__Given request__: Please quote the items below word for word, omitting the pictures from your answer.

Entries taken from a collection
━━━━━━━━━━

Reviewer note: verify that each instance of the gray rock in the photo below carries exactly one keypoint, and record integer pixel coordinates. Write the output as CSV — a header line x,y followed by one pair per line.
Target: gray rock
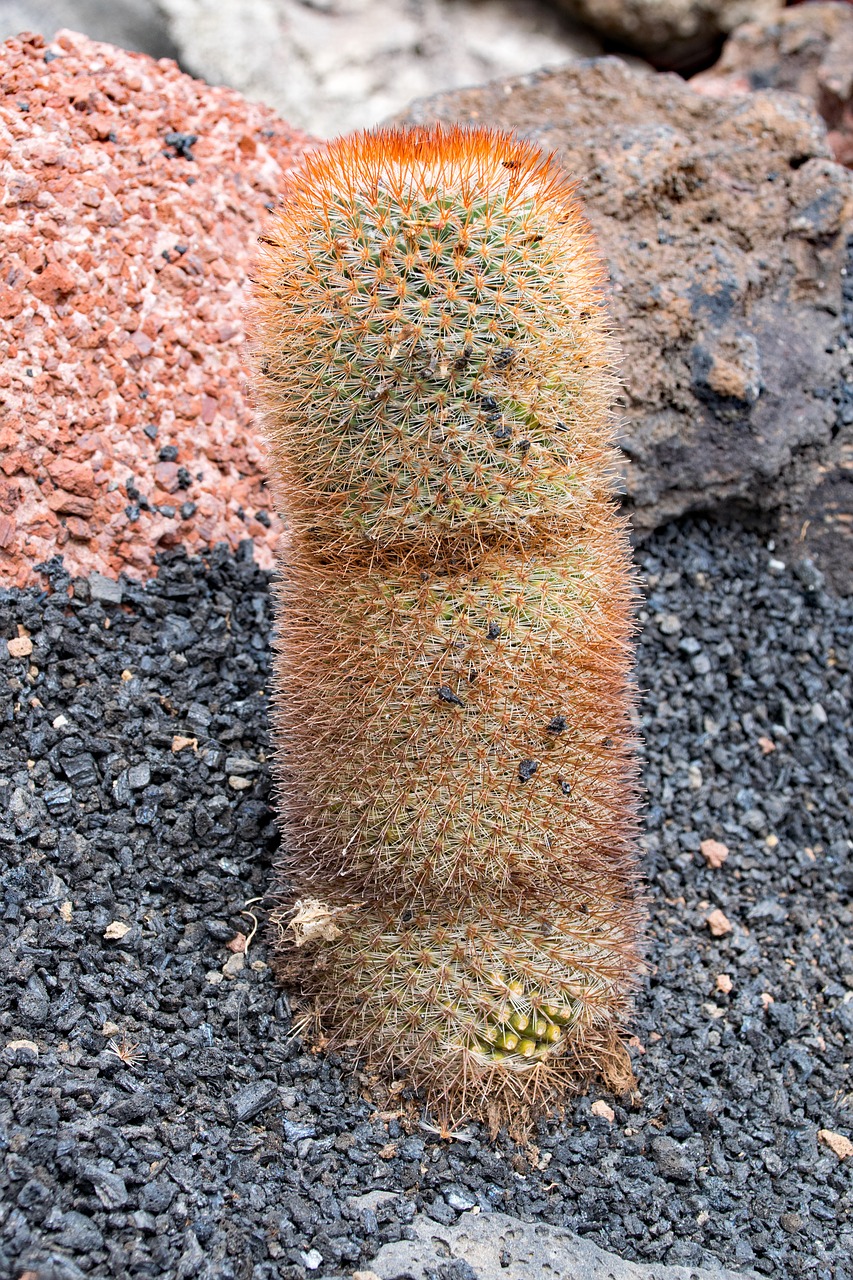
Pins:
x,y
251,1100
104,589
498,1247
132,24
806,50
347,64
109,1188
670,32
138,776
724,227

━━━━━━━━━━

__The completed task__:
Reviewer note: verify that each instance of the gray rock in the photo below carries exactly one keypoint, and record integer pixel coordinates. Write the output as CSV — a header line x,y followed by one pair per line.
Target: gray rock
Pins:
x,y
251,1100
104,589
498,1247
132,24
806,50
347,64
109,1188
670,32
138,776
724,227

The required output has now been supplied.